● YOUR INSTRUCTIONS
Retype each of the entries below exactly as written.

▬▬▬▬▬▬

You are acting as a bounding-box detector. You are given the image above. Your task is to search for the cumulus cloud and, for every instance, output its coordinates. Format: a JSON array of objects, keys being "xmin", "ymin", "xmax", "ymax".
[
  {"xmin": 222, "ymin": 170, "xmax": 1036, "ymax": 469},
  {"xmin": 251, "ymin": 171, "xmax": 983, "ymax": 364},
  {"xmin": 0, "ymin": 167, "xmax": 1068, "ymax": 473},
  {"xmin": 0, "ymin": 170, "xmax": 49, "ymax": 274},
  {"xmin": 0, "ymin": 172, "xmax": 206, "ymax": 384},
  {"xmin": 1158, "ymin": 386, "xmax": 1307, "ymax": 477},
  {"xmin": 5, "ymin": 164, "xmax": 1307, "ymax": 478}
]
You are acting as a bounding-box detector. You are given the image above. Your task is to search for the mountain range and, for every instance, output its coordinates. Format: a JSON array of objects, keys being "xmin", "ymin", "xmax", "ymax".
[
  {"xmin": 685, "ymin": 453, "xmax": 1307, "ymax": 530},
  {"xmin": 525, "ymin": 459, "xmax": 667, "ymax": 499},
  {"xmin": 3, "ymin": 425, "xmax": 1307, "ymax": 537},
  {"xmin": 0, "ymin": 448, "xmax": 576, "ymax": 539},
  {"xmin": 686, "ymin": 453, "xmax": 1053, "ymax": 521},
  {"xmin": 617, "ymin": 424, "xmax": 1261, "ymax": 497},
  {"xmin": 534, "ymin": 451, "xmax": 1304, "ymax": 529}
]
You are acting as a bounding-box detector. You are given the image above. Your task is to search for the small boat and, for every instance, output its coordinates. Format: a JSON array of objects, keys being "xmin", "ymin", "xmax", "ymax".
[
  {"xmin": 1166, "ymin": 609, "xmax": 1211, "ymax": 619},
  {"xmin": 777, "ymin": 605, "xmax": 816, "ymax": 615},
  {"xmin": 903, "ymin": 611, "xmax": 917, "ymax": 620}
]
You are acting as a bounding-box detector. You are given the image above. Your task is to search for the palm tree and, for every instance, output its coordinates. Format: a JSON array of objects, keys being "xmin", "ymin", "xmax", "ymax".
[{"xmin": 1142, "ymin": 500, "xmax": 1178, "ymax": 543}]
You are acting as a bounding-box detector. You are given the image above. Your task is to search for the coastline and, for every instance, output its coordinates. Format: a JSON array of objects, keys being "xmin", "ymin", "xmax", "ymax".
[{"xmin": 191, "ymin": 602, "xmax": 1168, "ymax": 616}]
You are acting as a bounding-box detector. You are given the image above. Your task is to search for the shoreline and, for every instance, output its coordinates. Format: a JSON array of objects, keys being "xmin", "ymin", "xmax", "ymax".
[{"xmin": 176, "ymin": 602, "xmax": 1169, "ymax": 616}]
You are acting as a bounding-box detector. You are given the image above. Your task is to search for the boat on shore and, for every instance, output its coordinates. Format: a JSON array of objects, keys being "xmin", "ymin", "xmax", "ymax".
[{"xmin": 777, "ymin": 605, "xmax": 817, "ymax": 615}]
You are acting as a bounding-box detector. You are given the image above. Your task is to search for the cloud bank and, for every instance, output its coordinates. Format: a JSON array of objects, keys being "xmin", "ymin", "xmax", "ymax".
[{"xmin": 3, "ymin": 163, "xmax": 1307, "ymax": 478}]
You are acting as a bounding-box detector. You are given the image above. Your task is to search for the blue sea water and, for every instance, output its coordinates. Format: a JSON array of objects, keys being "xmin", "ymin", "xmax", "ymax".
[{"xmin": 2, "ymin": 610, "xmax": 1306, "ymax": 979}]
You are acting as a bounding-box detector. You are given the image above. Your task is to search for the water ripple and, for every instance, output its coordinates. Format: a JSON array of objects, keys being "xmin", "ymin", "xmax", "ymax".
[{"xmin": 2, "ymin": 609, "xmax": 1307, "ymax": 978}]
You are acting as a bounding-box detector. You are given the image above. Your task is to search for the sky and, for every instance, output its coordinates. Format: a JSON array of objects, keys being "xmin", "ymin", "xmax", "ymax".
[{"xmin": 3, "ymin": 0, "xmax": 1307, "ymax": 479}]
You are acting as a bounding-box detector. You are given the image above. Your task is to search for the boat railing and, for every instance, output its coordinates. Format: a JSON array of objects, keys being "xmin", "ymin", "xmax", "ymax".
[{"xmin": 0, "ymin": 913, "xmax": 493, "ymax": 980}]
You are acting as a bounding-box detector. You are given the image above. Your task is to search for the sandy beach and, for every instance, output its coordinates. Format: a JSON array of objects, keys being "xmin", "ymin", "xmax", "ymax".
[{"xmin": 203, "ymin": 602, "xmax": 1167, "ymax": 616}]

▬▬▬▬▬▬

● SOLUTION
You are acting as a bounding-box detector. You are given the image above. Your task is to search for the cumulus cloud and, for every instance, output its coordinates. Format: a JSON array of objects, keys being "xmin", "ymin", "xmax", "ymax".
[
  {"xmin": 222, "ymin": 170, "xmax": 1036, "ymax": 469},
  {"xmin": 251, "ymin": 171, "xmax": 983, "ymax": 364},
  {"xmin": 0, "ymin": 167, "xmax": 1068, "ymax": 473},
  {"xmin": 0, "ymin": 170, "xmax": 49, "ymax": 274},
  {"xmin": 0, "ymin": 172, "xmax": 206, "ymax": 384},
  {"xmin": 1158, "ymin": 386, "xmax": 1307, "ymax": 477},
  {"xmin": 5, "ymin": 164, "xmax": 1307, "ymax": 478}
]
You are acting as a bounding-box detector. You are given the image above. Your task is to search for the mountain range and, for every instance, output its coordinates. Format: a JSON array of objects, keys being "xmin", "ymin", "xmax", "ymax".
[
  {"xmin": 685, "ymin": 453, "xmax": 1307, "ymax": 530},
  {"xmin": 525, "ymin": 459, "xmax": 667, "ymax": 499},
  {"xmin": 3, "ymin": 425, "xmax": 1307, "ymax": 537},
  {"xmin": 0, "ymin": 448, "xmax": 576, "ymax": 539},
  {"xmin": 686, "ymin": 453, "xmax": 1053, "ymax": 521},
  {"xmin": 617, "ymin": 424, "xmax": 1261, "ymax": 497},
  {"xmin": 534, "ymin": 451, "xmax": 1304, "ymax": 529}
]
You are acting as a bounding-box detector. You are given the image above. Your task is to search for the small boat and, for every instance, output its coordinates. Format: a JSON array of objects, keys being "xmin", "ymin", "xmax", "ymax".
[
  {"xmin": 1166, "ymin": 609, "xmax": 1211, "ymax": 619},
  {"xmin": 777, "ymin": 605, "xmax": 816, "ymax": 615},
  {"xmin": 903, "ymin": 611, "xmax": 917, "ymax": 620}
]
You are acting as a bounding-box detector. You are given the image above. Your task is to search for the palm tree and, for every instance, output its coordinates. Format: a JSON array of objects, keys being "xmin", "ymin", "xmax", "ymax".
[{"xmin": 1142, "ymin": 500, "xmax": 1178, "ymax": 543}]
You are acting as a bounding-box detector. You are given the image above. Your task is to search for the coastline and, for every instance, output its coordinates. Format: a JSON array of objects, keys being "xmin", "ymin", "xmax", "ymax".
[{"xmin": 191, "ymin": 602, "xmax": 1168, "ymax": 616}]
You are acting as a bounding-box detector. You are given the image above. Your task is to search for the shoreline and, for every instance, output its coordinates. Format: a JSON array of objects, keys being "xmin", "ymin", "xmax", "ymax".
[{"xmin": 176, "ymin": 602, "xmax": 1169, "ymax": 616}]
You are acting as a bounding-box detector. You are given the image above. Your task is to search for the boat on shore and, for every instance, output its coordinates. Format: a JSON array of objects, keys being "xmin", "ymin", "xmax", "ymax".
[{"xmin": 777, "ymin": 605, "xmax": 817, "ymax": 615}]
You are acting as a bounding-box detector. You are given the image above. Your task is to search for the cloud bank and, for every instance, output its coordinates. Format: a JSON array of objects, keys being "xmin", "ymin", "xmax", "ymax".
[{"xmin": 3, "ymin": 163, "xmax": 1307, "ymax": 478}]
You are acting as a bounding-box detector. You are given the image above. Your task is to search for the blue sea water and, for every instance, output its coordinates. Format: a JSON array of objects, keys being "xmin", "ymin", "xmax", "ymax".
[{"xmin": 2, "ymin": 610, "xmax": 1306, "ymax": 979}]
You are acting as a bounding-box detector. You are given the image above. Your task is to search for the water ripple and, for every instance, output its coordinates. Format: a JSON array of objects, keys being "xmin", "ymin", "xmax", "ymax".
[{"xmin": 2, "ymin": 609, "xmax": 1307, "ymax": 978}]
You are acting as a bounding-box detector. You are given the image above. Your task is to search for the sky and, for every instance, output its coordinates. Format: a JSON array of objects, keys being "xmin", "ymin", "xmax", "ymax".
[{"xmin": 3, "ymin": 0, "xmax": 1307, "ymax": 479}]
You are acting as a bounding-box detector. You are given the image above. Your task is to search for the boat railing and, for every instance, output its coordinates. Format: a JSON array of objects, keys being "xmin", "ymin", "xmax", "ymax".
[{"xmin": 0, "ymin": 913, "xmax": 493, "ymax": 980}]
You are acting as a bounding-box detector. You are given the image above. Your task is to search for the sandy beach and, for every instance, output its coordinates. Format: a JSON array of objects, keys being "xmin", "ymin", "xmax", "ymax".
[{"xmin": 203, "ymin": 602, "xmax": 1167, "ymax": 616}]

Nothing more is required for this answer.